### DIRECTIONS
Please count how many of the lines below contain the string "rock", and reply with that number alone.

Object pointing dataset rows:
▬▬▬▬▬▬▬▬▬▬
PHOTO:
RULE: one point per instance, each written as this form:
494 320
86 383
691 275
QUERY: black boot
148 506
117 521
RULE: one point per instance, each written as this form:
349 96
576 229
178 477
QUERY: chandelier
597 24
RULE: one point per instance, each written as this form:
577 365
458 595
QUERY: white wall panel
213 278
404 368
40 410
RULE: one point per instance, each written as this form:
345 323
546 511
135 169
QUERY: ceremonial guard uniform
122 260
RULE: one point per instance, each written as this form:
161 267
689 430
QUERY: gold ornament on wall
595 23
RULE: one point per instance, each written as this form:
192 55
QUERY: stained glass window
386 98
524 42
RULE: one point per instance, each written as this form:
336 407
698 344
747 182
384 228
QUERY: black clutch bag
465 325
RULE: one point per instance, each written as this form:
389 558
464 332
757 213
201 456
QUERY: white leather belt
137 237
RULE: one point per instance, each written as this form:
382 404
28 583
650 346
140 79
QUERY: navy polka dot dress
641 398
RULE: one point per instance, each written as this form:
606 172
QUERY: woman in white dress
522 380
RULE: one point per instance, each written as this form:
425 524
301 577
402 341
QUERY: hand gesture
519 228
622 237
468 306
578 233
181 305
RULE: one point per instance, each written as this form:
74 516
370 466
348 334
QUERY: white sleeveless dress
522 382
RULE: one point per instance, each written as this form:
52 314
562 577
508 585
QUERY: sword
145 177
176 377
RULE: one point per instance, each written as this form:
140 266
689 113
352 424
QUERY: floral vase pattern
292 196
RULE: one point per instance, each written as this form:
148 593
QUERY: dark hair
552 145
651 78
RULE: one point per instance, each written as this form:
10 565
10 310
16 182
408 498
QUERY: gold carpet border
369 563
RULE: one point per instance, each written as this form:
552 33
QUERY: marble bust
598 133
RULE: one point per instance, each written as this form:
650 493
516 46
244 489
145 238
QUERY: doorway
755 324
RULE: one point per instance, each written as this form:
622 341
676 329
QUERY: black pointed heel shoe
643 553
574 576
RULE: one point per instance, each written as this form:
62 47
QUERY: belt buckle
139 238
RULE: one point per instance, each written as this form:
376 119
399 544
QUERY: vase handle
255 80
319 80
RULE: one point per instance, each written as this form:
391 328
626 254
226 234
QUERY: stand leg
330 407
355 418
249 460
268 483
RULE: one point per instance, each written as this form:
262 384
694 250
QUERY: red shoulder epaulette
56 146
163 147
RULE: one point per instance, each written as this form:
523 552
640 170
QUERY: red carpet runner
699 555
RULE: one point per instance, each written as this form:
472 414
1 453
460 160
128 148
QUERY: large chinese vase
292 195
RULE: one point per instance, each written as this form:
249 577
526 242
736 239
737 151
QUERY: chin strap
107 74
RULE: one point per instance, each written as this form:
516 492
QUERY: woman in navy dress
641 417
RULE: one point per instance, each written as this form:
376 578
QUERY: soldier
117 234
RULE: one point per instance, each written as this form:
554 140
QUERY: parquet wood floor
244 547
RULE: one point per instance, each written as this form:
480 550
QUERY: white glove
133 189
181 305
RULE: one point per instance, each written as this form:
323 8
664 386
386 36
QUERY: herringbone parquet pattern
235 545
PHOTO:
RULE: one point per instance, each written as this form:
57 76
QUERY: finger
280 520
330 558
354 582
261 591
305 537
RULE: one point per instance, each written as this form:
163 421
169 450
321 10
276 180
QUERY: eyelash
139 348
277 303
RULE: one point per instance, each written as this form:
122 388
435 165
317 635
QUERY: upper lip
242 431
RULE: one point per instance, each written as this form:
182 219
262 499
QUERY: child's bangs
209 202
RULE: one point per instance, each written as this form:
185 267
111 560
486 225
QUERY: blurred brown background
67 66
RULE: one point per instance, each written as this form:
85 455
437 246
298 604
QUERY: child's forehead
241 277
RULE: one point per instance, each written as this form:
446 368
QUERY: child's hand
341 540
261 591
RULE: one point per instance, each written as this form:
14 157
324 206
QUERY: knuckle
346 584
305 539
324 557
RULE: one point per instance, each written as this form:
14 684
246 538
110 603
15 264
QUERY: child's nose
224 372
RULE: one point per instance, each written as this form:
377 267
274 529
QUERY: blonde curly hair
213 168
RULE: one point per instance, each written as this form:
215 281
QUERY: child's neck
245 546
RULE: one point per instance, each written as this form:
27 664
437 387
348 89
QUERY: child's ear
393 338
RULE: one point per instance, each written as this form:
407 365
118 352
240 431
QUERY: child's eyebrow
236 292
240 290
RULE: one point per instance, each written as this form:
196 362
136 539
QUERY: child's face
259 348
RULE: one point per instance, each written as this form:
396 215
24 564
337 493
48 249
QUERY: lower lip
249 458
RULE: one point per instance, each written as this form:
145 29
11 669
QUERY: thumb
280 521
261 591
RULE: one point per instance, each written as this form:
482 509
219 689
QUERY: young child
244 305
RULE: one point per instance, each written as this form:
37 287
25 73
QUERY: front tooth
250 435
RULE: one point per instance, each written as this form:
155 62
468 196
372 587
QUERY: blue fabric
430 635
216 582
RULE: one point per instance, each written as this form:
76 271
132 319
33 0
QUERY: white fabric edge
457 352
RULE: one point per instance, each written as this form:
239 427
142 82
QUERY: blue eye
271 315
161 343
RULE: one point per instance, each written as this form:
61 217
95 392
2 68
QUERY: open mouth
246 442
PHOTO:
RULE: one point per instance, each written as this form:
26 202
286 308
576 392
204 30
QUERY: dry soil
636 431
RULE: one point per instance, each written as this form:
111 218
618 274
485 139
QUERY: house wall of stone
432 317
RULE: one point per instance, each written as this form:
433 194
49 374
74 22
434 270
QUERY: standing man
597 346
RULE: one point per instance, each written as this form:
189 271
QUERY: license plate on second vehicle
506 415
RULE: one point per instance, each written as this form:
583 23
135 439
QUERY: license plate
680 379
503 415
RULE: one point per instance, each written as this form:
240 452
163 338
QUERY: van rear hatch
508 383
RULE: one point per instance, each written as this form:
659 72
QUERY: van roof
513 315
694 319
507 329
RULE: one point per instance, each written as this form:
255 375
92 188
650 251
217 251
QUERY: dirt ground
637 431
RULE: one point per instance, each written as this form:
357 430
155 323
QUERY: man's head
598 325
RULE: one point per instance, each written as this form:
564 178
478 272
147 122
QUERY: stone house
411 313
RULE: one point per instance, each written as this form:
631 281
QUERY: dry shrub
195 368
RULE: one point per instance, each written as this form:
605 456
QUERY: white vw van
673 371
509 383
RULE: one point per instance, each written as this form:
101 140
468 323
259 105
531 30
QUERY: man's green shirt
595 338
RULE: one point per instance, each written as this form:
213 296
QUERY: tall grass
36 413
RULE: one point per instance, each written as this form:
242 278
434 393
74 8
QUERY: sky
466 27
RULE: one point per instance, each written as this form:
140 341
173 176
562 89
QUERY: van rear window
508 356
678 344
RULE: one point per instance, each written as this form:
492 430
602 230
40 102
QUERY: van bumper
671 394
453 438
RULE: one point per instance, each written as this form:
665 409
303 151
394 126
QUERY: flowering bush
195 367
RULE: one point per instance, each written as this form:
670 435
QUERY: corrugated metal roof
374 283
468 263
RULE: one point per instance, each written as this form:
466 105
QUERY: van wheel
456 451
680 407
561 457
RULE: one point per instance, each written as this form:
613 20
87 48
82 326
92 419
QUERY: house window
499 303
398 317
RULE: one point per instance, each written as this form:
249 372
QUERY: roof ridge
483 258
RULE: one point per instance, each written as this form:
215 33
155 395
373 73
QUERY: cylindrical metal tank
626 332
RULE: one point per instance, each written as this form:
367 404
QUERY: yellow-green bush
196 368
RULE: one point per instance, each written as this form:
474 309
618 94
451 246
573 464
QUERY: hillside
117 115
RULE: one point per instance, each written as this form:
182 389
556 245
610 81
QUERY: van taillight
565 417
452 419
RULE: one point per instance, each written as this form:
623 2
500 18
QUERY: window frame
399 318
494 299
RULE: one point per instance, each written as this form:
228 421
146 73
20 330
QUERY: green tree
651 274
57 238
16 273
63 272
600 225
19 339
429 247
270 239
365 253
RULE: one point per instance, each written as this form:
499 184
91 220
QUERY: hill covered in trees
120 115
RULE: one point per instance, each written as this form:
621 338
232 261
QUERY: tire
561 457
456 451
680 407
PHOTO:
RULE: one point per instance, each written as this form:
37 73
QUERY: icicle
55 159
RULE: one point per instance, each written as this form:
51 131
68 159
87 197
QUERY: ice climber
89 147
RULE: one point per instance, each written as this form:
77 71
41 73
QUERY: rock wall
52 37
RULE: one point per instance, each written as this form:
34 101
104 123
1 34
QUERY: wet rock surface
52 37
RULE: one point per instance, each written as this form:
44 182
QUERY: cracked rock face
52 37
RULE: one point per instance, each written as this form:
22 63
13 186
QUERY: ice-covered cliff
▬▬▬▬▬▬▬▬▬▬
### SOLUTION BELOW
3